(Labeled-object pointing entries)
★ ★ ★ ★ ★

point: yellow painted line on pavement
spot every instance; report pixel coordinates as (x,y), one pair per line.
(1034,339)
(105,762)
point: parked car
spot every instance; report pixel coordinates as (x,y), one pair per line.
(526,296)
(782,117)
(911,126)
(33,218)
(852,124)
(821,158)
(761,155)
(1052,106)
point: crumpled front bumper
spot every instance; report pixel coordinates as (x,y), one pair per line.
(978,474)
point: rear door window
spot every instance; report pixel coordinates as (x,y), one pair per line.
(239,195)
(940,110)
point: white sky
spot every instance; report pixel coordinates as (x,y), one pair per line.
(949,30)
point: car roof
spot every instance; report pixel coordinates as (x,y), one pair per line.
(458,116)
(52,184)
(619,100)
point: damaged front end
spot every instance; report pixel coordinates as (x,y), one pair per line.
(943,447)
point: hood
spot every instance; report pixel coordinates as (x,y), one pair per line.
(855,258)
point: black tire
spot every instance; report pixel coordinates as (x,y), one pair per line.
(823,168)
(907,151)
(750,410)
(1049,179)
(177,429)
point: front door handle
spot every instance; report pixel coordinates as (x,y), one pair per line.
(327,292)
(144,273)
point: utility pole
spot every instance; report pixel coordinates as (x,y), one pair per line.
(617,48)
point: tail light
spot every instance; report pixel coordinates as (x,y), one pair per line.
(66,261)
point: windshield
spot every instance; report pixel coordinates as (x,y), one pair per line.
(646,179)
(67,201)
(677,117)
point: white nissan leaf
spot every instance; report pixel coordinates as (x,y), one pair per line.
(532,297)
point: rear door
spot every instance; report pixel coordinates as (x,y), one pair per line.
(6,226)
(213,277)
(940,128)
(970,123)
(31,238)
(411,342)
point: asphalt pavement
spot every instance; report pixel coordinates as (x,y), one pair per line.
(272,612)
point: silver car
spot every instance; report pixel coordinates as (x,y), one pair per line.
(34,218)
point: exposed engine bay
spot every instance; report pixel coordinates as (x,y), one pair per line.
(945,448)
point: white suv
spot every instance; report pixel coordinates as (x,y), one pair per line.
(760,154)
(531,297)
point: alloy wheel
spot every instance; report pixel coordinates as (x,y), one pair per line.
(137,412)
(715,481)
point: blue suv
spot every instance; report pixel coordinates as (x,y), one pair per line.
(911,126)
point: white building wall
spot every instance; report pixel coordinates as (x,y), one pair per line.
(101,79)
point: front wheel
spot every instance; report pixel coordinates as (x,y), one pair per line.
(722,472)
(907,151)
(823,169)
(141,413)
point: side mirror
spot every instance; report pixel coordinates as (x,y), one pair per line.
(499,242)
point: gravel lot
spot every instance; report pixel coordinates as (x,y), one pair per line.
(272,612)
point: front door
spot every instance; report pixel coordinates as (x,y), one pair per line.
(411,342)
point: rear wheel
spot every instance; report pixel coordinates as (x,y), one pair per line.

★ ★ ★ ★ ★

■ WORK INSTRUCTIONS ■
Transcribe all of the material above line for line, changing nothing.

■ WRITTEN ANSWER ■
point: yellow painted line on pavement
spot every instance; report pixel coordinates as (x,y), one pair per line.
(1034,339)
(105,762)
point: parked car
spot every instance; report pixel coordinates as (x,y), one pair per line.
(526,296)
(782,117)
(911,126)
(33,218)
(852,124)
(821,158)
(761,155)
(1052,106)
point: crumpled front bumper
spot every instance; report pixel coordinates as (x,y), one pair per line.
(978,474)
point: rear door window
spot every instance; report pixel coordinates as (x,y), one pair per line.
(239,195)
(940,110)
point: white sky
spot every instance; report pixel coordinates as (x,y), one pair per line.
(949,30)
point: car roof
spot every instance; report pixel coordinates as (x,y), one pair per line.
(458,116)
(52,184)
(619,100)
point: damaged front end
spot every instance; report pixel coordinates as (x,y), one pair per line.
(943,447)
point: hood
spot every instance; report pixel coordinates as (x,y), one pair per line.
(855,258)
point: black tire
spot every instance; report pixel coordinates as (x,y), one pair per line.
(823,168)
(907,151)
(750,410)
(1049,179)
(177,429)
point: front door handle
spot every instance; report pixel coordinates as (x,y), one pair per line.
(327,292)
(144,273)
point: utility pole
spot every instance; report pixel coordinates as (x,y), one pair per line.
(617,48)
point: tail light
spot every instance; report pixel coordinates as (x,y), one pair per line.
(66,261)
point: windshield
spot every instance; report pixel coordinates as (x,y), one pair per line.
(646,179)
(67,201)
(677,117)
point: white nissan leaf
spot every instance; report pixel coordinates as (x,y), one pair per line.
(532,297)
point: rear door
spot every instance; report pixel coordinates as (x,y), one pair per line.
(6,226)
(213,277)
(940,128)
(970,123)
(31,238)
(411,342)
point: asphalt pavement
spot every instance; report pixel coordinates as (x,y), one pair per line.
(272,612)
point: silver car
spot every instance; report pixel coordinates as (x,y), one pair per line.
(34,218)
point: exposed engine bay
spot every instance; report pixel coordinates as (x,y), one pair per line.
(945,448)
point: white suv
spot every instance; report pixel coordinates as (x,y), one pair per line.
(760,154)
(531,297)
point: alloy wheel
spot every instance; report pixel coordinates as (x,y), one pair per line.
(137,412)
(715,481)
point: blue suv
spot every instance; report pixel coordinates as (x,y), one pair per line.
(911,126)
point: white building wall
spot every instance; report pixel coordinates as (x,y), one pair per line.
(101,79)
point: front wheel
spot every instance; report pixel coordinates as (x,y), one pair per line.
(722,472)
(907,151)
(823,169)
(141,413)
point: side mirror
spot every instance; report pixel coordinates as (x,y), one pair per line.
(499,242)
point: gravel lot
spot every instance; report pixel coordinates as (x,y), one pair per line.
(272,612)
point: front door
spot every instance; report pixel coordinates as (x,y), one pair per line.
(411,342)
point: rear wheel
spot every instance; report pixel coordinates as (x,y), one pair per line.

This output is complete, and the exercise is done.